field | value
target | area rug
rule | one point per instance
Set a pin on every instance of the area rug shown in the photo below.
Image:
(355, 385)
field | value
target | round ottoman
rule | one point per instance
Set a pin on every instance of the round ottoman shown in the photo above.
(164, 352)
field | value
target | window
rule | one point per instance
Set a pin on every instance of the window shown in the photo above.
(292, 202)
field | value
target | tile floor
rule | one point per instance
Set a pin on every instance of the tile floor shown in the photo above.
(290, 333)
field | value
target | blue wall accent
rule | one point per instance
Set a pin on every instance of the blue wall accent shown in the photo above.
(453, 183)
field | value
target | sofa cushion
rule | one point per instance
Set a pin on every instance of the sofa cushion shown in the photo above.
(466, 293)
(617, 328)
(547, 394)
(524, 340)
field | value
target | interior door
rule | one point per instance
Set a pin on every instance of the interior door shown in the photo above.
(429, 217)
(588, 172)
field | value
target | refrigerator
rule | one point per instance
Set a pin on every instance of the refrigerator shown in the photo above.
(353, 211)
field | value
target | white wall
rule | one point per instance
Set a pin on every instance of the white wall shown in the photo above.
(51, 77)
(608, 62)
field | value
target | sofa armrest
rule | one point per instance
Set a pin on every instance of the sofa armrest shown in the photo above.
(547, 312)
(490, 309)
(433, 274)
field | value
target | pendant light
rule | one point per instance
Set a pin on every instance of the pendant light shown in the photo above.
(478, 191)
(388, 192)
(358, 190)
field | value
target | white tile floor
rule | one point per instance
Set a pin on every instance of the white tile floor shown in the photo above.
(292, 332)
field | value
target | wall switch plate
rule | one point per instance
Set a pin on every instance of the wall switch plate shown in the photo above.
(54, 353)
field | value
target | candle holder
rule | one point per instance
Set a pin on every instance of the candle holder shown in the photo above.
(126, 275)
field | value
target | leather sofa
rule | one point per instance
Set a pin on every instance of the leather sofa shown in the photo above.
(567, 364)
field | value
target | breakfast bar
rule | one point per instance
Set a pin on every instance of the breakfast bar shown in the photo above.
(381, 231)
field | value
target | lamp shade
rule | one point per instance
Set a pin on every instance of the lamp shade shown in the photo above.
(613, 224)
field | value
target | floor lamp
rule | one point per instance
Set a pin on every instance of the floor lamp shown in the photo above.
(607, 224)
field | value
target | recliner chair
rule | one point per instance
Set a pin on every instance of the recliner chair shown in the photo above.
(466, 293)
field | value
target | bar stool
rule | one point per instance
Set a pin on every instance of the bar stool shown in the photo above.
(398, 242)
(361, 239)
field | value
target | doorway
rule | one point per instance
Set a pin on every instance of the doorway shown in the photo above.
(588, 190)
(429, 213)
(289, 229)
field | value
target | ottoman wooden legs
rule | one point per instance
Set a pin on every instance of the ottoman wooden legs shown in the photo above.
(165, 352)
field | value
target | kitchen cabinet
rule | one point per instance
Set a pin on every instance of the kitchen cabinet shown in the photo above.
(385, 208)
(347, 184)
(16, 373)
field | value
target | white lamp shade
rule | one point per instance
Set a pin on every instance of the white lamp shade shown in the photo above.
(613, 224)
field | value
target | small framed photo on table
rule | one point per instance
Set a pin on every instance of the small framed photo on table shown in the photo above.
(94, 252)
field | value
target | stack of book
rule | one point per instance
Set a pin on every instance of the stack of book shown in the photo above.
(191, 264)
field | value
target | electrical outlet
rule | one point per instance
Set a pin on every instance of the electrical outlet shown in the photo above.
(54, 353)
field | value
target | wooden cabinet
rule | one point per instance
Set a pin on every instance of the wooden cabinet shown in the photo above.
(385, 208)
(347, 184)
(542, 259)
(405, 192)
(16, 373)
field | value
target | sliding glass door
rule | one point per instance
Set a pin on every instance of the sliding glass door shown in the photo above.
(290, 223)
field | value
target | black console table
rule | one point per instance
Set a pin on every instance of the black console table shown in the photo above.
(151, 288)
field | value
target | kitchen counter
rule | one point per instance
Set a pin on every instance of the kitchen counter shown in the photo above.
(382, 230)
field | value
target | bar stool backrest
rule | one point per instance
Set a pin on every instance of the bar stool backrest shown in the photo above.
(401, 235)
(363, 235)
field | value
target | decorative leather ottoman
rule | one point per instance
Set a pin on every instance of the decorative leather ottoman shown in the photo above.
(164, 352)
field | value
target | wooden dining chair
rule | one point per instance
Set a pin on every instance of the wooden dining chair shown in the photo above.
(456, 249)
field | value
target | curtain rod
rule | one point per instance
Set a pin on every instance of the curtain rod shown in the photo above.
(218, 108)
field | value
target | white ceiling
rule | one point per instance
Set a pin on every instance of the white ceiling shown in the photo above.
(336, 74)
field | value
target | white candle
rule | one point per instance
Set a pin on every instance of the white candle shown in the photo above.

Work to complete ->
Beginning with the line containing "Set a pin on every instance of the black", repeat each line of the listing above, exactly, through the last one, and stop there.

Result for this task ->
Set a pin on every instance of the black console table shown in the photo above.
(151, 288)
field | value
target | kitchen counter
rule | one point per instance
Set a pin on every instance of the kitchen counter shown in the photo above.
(382, 230)
field | value
target | bar stool backrest
rule | one point per instance
Set a pin on every instance of the bar stool backrest shown in the photo above.
(401, 235)
(363, 235)
field | value
target | decorative leather ottoman
rule | one point per instance
Set a pin on every instance of the decorative leather ottoman shown in the photo above.
(164, 352)
field | value
target | wooden dining chair
rule | one point per instance
Set a pin on every instance of the wooden dining chair shown in the photo above.
(456, 249)
field | value
target | curtain rod
rule | one point per instance
Set a pin on every instance of the curtain rod shown in the photo above.
(218, 108)
field | value
target | white ceiling
rule | one point per instance
Set a pin on every instance of the white ceiling shown in the photo above.
(336, 74)
field | value
target | white candle
rule | one point per instance
Set a pin on every instance of the white candle shown in the photo above.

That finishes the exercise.